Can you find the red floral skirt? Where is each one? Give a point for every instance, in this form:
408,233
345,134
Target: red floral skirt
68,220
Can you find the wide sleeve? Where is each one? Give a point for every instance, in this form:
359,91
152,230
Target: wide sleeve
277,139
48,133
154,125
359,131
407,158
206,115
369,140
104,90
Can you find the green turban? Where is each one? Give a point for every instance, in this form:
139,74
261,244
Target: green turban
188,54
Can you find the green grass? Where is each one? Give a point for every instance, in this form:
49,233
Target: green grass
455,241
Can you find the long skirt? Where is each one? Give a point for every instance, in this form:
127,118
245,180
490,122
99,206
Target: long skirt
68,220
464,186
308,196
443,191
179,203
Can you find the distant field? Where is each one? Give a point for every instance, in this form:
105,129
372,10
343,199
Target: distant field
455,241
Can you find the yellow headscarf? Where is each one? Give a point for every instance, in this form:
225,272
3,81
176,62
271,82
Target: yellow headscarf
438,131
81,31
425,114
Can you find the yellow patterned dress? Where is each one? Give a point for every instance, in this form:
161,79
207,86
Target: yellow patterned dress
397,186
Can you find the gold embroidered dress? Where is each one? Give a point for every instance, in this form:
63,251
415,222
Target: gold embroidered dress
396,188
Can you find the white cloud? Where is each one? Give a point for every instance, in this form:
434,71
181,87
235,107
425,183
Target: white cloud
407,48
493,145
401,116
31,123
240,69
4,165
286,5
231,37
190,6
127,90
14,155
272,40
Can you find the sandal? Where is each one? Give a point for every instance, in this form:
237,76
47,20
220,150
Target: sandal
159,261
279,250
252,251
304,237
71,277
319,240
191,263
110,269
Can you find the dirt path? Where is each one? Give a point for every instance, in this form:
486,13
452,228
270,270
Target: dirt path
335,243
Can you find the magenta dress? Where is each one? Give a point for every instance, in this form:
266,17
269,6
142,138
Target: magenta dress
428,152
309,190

○ ○ ○ ○ ○

**INSTRUCTION:** Copy out all of the data above, including the requests, and offset every answer point by adding 126 to both its x and y coordinates. Keep the sample points inside the requests unchanged.

**OUTPUT OF THE EXERCISE:**
Can you find the red floral skirt? Where is each one? Give a point for every instance, in this form:
408,233
345,134
Target: red floral skirt
194,346
Can you find the wide sleeve? Where is each one? Give a point for every instance, in this form:
359,91
152,230
Target: wide sleeve
403,265
174,259
280,251
485,257
533,284
332,241
495,266
230,216
Can you find the green turban? Where is each one? Give a point for every instance, in this form:
139,74
261,244
Target: green turban
314,180
Can you find the green grass? Where is each one? Give a point for every instance, in this form:
49,233
Target: green grass
581,367
Can you find the long skirt? Where is each one? Give a point for every instance, in this form:
127,118
245,180
490,122
99,206
Target: long skirt
194,346
590,312
434,322
569,317
305,329
Can you find the distant field? Where is each one? Give a point for every instance, in this form:
105,129
372,10
343,199
Target: distant field
581,367
Can you find the yellow headscarf? Where is each one? Give a point for every instance, in this form:
225,272
3,81
176,62
271,82
Target: yellow headscarf
564,257
207,157
551,240
Can you find the yellow patterned dress? Where is each one? Give a point for every instance, in this form:
161,79
207,86
Target: yellow patterned dress
523,312
Can you find the gold embroidered dress? Where is each one? Give a point for every instance, in this form:
63,251
415,222
Target: gold embroidered dress
522,314
Can you find the white cloud? Where is each one? Give a point for every instance, in this form:
434,71
181,87
235,107
425,183
Target: white cloud
533,174
619,271
527,242
157,249
366,195
130,291
412,131
357,163
316,132
253,216
140,281
398,166
Can you find the sandal? Where is each one? Give a point for every instance, in this form:
237,76
47,20
220,150
Target: sandal
285,387
405,376
378,377
430,363
197,403
445,366
317,389
236,395
Can you find the dirt path? Where is each one? Give a point for every instance, in this form:
486,13
452,228
270,270
Target: dirt path
461,369
Can you find the magenta dress? Where is each one? Give a point for every instance, in this form:
266,17
269,6
142,138
Target: magenta dress
554,278
435,316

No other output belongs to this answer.